**Text**.
Keymate authenticates users through configurable flow chains — ordered sequences of authentication steps that the platform executes during login. Each flow defines which steps run, in what order, and under what conditions. Flows support browser-based interactive login, direct credential exchange for programmatic access, and post-authentication steps such as organizational context selection. Administrators compose flows from reusable authenticator modules, enabling each realm to tailor its authentication experience without code changes.

Why It Exists

Enterprise environments require different authentication experiences for different contexts. A government agency portal requires credential validation followed by department selection. An internal service uses direct credential exchange without user interaction. A high-security workflow demands additional verification before granting access. Configurable flows address this variety by separating the authentication logic into composable steps that administrators assemble into the right sequence for each scenario.

Where It Fits in Keymate

Authentication flows execute at the entry point of the identity lifecycle. The identity model defines the user representation that flows establish. Successful flow completion produces a session and an access token carrying the authenticated identity. MFA and step-up policies determine which additional steps a flow includes. Federation introduces external identity verification as a flow step.

Boundaries

This page covers the flow chain model, step composition, and how flows produce authenticated sessions. It does not cover:

How It Works

Flow Chain Model

An authentication flow consists of an ordered chain of authenticator steps. The platform executes each step in sequence. Each step either succeeds (allowing the chain to continue), fails (terminating authentication), or requires user interaction (pausing until the user responds). Steps declare their execution requirement — required, conditional, alternative, or disabled — which determines how the platform handles step outcomes.

Browser Flow

The browser flow handles interactive login through a web interface. A typical browser flow includes:

  1. Credential collection — the platform presents a login form and validates the submitted credentials against the identity store or an external credential system
  2. Multi-factor verification — if configured, the platform requests an additional authentication factor (one-time password, CAPTCHA, or another verification method)
  3. Organizational context selection — for users with multiple department assignments, the platform presents a selection step where the user chooses their active organizational context
  4. Session creation — the platform creates an authenticated session and issues tokens

Each step in the chain is a pluggable authenticator module. Administrators compose different combinations to create the required login experience.

Direct Grant Flow

The direct grant flow handles non-interactive authentication for programmatic clients. The client submits credentials directly (typically through the token endpoint), and the platform validates them without user interaction. This flow skips interactive steps like form rendering and context selection, making it suitable for service-to-service communication and automated processes.

**Tasks for this exercise**.
**1.** From the Keymate authentication flows text, output the passage starting with "3. Organizational context" and going on through "and automated processes.".
**2.** In the Keymate authentication flows text, which four execution requirements can a step declare?

**Data supplied**.

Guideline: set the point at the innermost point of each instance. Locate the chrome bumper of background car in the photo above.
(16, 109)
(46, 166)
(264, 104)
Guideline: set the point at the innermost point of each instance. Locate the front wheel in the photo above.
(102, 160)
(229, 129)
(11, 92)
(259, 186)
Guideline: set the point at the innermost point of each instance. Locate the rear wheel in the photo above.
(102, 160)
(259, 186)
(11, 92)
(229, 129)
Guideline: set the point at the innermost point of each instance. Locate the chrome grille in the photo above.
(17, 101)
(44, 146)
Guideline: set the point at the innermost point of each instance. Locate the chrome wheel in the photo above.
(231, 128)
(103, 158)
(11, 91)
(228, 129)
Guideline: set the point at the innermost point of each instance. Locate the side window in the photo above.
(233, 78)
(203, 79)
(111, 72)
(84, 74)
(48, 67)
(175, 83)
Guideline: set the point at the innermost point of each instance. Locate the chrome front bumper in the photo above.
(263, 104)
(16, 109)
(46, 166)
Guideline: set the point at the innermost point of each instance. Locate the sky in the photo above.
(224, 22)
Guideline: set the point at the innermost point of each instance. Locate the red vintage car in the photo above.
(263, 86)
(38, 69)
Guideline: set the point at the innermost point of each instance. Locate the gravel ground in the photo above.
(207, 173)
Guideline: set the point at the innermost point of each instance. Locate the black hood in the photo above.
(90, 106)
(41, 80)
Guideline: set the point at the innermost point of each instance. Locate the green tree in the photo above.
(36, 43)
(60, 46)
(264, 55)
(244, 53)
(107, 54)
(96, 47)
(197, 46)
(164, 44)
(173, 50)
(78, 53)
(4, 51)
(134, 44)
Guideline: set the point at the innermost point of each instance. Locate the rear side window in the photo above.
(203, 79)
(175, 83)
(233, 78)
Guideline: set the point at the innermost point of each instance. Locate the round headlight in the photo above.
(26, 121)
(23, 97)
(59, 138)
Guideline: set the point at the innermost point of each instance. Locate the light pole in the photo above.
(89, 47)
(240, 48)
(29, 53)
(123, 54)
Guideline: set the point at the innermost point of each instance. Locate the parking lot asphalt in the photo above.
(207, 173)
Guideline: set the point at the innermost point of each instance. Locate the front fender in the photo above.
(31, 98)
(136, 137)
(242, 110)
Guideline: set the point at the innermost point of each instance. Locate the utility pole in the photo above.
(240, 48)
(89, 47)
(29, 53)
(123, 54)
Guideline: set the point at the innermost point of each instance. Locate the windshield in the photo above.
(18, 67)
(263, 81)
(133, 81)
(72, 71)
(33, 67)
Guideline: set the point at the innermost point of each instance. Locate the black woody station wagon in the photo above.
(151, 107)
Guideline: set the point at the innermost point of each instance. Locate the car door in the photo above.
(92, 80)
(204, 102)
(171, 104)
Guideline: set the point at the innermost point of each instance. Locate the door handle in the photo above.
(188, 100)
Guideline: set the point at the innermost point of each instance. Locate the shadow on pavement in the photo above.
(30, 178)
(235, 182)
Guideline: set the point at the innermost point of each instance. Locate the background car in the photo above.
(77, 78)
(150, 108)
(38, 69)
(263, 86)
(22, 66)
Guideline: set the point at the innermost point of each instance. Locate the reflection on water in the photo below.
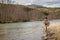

**The responses**.
**1.**
3. Organizational context selection — for users with multiple department assignments, the platform presents a selection step where the user chooses their active organizational context
  4. Session creation — the platform creates an authenticated session and issues tokens

Each step in the chain is a pluggable authenticator module. Administrators compose different combinations to create the required login experience.

Direct Grant Flow

The direct grant flow handles non-interactive authentication for programmatic clients. The client submits credentials directly (typically through the token endpoint), and the platform validates them without user interaction. This flow skips interactive steps like form rendering and context selection, making it suitable for service-to-service communication and automated processes.

**2.** Required, conditional, alternative, or disabled.